**EXERCISE DETAILS:**
Give back each entry word for word, but drop the images.

***

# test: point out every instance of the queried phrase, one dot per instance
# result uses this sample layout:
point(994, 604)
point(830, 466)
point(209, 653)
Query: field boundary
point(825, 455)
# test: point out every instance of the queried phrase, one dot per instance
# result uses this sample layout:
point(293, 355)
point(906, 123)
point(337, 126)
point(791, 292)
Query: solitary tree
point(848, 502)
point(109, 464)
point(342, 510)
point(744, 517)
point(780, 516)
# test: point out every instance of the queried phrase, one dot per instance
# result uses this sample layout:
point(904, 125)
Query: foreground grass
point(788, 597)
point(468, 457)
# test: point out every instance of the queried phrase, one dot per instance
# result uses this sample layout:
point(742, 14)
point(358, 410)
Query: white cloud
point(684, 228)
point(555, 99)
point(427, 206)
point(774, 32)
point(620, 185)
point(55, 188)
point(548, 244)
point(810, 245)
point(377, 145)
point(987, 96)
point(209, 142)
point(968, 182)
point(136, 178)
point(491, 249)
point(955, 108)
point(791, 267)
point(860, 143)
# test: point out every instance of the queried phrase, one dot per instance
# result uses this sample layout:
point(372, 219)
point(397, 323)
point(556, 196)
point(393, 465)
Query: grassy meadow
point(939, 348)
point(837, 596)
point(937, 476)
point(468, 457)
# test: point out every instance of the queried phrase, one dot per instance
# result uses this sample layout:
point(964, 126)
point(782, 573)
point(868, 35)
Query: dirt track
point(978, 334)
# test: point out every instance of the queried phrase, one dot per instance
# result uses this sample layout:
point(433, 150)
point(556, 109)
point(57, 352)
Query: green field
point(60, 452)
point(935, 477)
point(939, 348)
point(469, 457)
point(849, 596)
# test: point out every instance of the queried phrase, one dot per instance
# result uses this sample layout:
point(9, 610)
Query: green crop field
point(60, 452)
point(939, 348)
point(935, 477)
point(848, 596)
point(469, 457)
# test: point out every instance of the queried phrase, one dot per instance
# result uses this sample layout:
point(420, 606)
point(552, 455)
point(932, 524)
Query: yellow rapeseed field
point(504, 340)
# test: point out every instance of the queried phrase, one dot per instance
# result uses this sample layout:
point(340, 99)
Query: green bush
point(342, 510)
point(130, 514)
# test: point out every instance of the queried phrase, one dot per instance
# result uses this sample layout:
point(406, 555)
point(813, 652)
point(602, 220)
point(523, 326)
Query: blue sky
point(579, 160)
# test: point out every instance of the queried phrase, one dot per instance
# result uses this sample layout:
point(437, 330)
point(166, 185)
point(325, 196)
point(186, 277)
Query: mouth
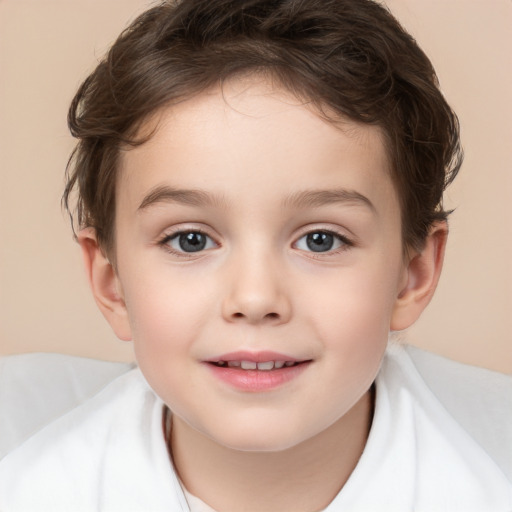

***

**TASK RESPONSE:**
# test: point out every instance of the queried phrase, one dot per instance
# result uses this sample layout:
point(994, 604)
point(830, 466)
point(209, 653)
Query: field boundary
point(825, 455)
# test: point out every instance of the queried phrase, one dot per instance
# result uses this sample layout:
point(293, 355)
point(906, 123)
point(337, 126)
point(791, 292)
Query: solitary tree
point(848, 502)
point(109, 464)
point(342, 510)
point(744, 517)
point(780, 516)
# test: point out every instance of the queried phrase, one dot per instance
# result uses this sample layout:
point(904, 125)
Query: foreground grass
point(788, 597)
point(468, 457)
# test: point out every instance of the queried phrase, one dot per instance
# result uses this sample layout:
point(742, 14)
point(358, 410)
Query: white cloud
point(684, 228)
point(555, 99)
point(427, 206)
point(774, 32)
point(620, 185)
point(55, 188)
point(548, 244)
point(810, 245)
point(377, 145)
point(987, 96)
point(209, 142)
point(968, 182)
point(136, 178)
point(491, 249)
point(955, 108)
point(791, 267)
point(860, 143)
# test: point out every instance of the queried phrase, one dot per instance
# result uses this sample layout:
point(372, 219)
point(397, 323)
point(556, 196)
point(393, 465)
Query: grassy meadow
point(939, 348)
point(837, 596)
point(937, 476)
point(468, 457)
# test: point out every instance of the queried phrase, one dot per instance
# result uses this sample layout:
point(964, 126)
point(782, 573)
point(868, 35)
Query: dirt track
point(978, 334)
# test: point out every instance of the queried phrase, one dot per instance
# result uses this sample layout:
point(433, 150)
point(556, 109)
point(57, 352)
Query: green field
point(60, 452)
point(935, 477)
point(939, 348)
point(469, 457)
point(849, 596)
# test: point out every instance of the queried phrase, one dot per instance
# result uses this sample layout:
point(9, 610)
Query: green crop field
point(60, 452)
point(939, 348)
point(935, 477)
point(848, 596)
point(469, 457)
# test: point out every instance of the queried phrase, one dot per instance
# result uses this sample layout:
point(420, 606)
point(552, 455)
point(932, 524)
Query: yellow rapeseed field
point(504, 340)
# test: point out every instance of the queried phrase, one dot per instance
# result uses this sample layout:
point(340, 99)
Query: green bush
point(342, 510)
point(130, 514)
# test: point out every instance of the queried phrase, one dot per instance
# result uses this sample layout:
point(406, 555)
point(813, 652)
point(602, 220)
point(523, 326)
Query: blue sky
point(579, 160)
# test: point out every instance of the queried phrase, one dot per instance
# result uses this sample layout:
point(437, 330)
point(166, 185)
point(325, 196)
point(186, 277)
Query: mouth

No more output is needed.